--- Start PROVIDED TEXT ---

For the December issue of Noglesque, I offer an interview with John WM Thompson, the founder of NO Press. The press’s first anthology, Mooncalves, is coming in 2023 and available for preorder now.
Mooncalves features wonderfully eerie stories from authors including Brian Evenson, Lisa Tuttle, L. Marie Wood, J.A.W McCarthy, Steve Rasnic Tem, and Sofia Samatar.
“I will always be more grateful than I can say for anthologies like this, that not only include some of my favorite writers, but also introduce me to work by writers I haven’t encountered before. Mooncalves is splendid, surprising, and delicious.” — Kelly Link, multiple prizewinning author of Stranger Things Happen and Get In Trouble
“Surreal and superb, Mooncalves is a narratively abnormal exhibition, with stories that both alter and accentuate fiction traditions. John WM Thompson has procured a haunting and often horrific anthology of literary asymmetry which will unease the unconscious.” — Clint Smith, author of The Skeleton Melodies
What is the significance of the title Mooncalves?
Like any aspiring writer, I had a little running list of titles for things I would work on, but Mooncalves wasn't on it. It came to me as I was conceiving the project, and because so much of the process had been intuitive, I sort of knew it was the right name as soon as it arrived. I had a vague idea of what the word meant when it presented itself, and I had to follow up on it.
I'm no scholar, but my understanding is that it was originally a folk term for literal calves, as in cattle, born with atypical physical characteristics. The thought was that they had been "touched", in the sense of some invisible and celestial influence being brought to bear on their fetal development. You could call it proto-epigenetics, I suppose. That idea ran in parallel with the project's interest in surrealism -- which to me is defined simply as relationships that develop between things that don't share any clear or rational connection -- in and between stories. Why wouldn't the moon brush against beings within the womb? You wouldn't expect it, but there’s the manifest evidence.

--- End PROVIDED TEXT ---

WRITTEN TASK A - Duplicate the stretch of the Mooncalves interview from "Mooncalves features wonderfully" through "the title Mooncalves?".
WRITTEN TASK B - According to the Mooncalves interview, what was the word "mooncalves" originally a folk term for?
WRITTEN TASK C - List every author the Mooncalves interview names as having stories in the anthology.

--- Start RAW DATA ---

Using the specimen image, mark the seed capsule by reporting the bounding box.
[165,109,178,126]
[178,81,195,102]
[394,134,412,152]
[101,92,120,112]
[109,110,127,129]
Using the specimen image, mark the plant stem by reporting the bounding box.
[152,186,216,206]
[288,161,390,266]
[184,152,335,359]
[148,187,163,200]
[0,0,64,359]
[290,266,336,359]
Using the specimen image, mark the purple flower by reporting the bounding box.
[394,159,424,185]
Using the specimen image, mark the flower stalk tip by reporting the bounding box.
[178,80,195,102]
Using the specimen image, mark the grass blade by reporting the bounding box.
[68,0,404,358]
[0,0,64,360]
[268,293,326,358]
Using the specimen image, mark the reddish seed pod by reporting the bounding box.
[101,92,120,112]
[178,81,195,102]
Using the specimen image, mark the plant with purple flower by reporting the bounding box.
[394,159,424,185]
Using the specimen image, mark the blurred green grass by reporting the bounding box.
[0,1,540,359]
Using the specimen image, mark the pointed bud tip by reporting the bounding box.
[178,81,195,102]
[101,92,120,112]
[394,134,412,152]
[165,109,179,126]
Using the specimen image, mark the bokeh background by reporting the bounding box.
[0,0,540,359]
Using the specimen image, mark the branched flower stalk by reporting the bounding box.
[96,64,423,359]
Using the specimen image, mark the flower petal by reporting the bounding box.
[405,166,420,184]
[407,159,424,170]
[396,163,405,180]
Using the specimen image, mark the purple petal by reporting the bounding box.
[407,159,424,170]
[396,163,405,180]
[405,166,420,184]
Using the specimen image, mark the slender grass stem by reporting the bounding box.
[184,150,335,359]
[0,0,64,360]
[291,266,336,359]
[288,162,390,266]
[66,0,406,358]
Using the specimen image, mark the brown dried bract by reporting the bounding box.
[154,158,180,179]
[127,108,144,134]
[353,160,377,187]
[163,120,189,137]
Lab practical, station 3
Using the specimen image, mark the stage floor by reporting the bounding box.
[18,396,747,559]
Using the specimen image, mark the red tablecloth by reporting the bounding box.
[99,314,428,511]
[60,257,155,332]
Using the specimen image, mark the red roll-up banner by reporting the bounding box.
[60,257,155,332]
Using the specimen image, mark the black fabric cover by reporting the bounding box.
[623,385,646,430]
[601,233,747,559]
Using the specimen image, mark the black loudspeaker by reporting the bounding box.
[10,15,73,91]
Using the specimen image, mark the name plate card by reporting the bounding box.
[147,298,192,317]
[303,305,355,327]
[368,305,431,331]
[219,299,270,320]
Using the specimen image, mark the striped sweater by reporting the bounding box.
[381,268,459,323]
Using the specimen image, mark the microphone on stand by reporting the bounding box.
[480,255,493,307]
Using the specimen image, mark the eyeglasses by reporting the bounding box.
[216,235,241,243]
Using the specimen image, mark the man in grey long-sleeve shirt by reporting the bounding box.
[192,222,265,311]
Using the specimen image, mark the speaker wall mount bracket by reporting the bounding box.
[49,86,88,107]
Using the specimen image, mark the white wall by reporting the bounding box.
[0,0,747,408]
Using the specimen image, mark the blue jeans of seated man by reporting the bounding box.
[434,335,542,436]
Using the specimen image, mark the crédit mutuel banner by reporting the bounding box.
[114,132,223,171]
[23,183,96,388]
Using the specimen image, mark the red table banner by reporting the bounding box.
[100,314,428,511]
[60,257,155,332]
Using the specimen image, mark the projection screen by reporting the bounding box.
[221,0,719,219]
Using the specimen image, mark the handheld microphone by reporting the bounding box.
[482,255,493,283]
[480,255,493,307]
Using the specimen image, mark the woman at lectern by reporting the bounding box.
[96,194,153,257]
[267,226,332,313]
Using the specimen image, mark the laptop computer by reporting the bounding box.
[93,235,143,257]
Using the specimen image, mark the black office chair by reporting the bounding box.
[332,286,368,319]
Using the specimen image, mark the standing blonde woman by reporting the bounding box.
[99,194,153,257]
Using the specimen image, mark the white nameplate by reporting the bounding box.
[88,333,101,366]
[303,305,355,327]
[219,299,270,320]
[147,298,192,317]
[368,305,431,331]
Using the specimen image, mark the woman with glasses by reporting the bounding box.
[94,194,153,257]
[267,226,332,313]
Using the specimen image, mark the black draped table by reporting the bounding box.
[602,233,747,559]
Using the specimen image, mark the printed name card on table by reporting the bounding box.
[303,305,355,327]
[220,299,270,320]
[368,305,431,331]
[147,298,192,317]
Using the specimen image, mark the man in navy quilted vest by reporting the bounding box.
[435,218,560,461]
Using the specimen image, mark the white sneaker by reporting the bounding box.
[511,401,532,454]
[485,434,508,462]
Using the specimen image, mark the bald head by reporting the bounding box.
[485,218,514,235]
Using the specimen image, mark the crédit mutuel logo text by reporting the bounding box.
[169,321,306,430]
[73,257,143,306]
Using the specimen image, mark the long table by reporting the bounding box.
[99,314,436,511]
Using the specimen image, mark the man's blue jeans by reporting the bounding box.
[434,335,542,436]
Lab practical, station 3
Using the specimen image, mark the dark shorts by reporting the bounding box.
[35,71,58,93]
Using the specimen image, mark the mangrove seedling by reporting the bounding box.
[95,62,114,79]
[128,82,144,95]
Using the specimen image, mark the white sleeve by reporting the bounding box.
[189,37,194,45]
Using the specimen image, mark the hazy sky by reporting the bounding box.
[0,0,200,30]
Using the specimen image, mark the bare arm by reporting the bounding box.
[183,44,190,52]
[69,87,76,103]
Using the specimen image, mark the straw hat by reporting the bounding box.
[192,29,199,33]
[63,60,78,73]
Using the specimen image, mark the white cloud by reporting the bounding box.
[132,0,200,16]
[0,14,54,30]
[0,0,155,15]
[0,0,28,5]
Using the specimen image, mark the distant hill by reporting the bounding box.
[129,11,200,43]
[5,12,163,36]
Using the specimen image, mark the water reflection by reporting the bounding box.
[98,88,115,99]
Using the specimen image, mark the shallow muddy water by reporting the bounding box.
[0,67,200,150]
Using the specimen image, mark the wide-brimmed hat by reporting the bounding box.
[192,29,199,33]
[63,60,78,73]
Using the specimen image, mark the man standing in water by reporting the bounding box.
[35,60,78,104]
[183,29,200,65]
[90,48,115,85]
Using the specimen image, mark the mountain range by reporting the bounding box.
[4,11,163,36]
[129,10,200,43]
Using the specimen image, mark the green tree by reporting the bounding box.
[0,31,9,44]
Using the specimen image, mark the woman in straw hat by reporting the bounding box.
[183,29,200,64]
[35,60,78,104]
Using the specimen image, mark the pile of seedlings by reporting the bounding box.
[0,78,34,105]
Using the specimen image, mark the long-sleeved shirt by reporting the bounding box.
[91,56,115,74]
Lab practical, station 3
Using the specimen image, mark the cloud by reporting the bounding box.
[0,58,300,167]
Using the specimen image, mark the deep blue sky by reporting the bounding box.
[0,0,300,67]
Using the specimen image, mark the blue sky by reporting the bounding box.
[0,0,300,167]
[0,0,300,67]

--- End RAW DATA ---

SOLUTION A -
Mooncalves features wonderfully eerie stories from authors including Brian Evenson, Lisa Tuttle, L. Marie Wood, J.A.W McCarthy, Steve Rasnic Tem, and Sofia Samatar.
“I will always be more grateful than I can say for anthologies like this, that not only include some of my favorite writers, but also introduce me to work by writers I haven’t encountered before. Mooncalves is splendid, surprising, and delicious.” — Kelly Link, multiple prizewinning author of Stranger Things Happen and Get In Trouble
“Surreal and superb, Mooncalves is a narratively abnormal exhibition, with stories that both alter and accentuate fiction traditions. John WM Thompson has procured a haunting and often horrific anthology of literary asymmetry which will unease the unconscious.” — Clint Smith, author of The Skeleton Melodies
What is the significance of the title Mooncalves?

SOLUTION B - It was a folk term for literal calves, as in cattle, that were born with atypical physical characteristics.

SOLUTION C - Brian Evenson, Lisa Tuttle, L. Marie Wood, J.A.W McCarthy, Steve Rasnic Tem, Sofia Samatar